§ **Your assignment**
Copy every entry precisely.

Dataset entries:
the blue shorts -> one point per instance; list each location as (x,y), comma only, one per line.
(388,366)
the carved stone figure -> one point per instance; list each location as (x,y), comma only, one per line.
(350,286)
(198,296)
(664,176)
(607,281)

§ **Exercise solution**
the blue shorts -> one point per instance; list each location as (x,y), comma only, one per line.
(388,366)
the carved stone figure -> one point per instance; list each location as (x,y), comma only, one per line.
(350,286)
(198,296)
(664,176)
(607,281)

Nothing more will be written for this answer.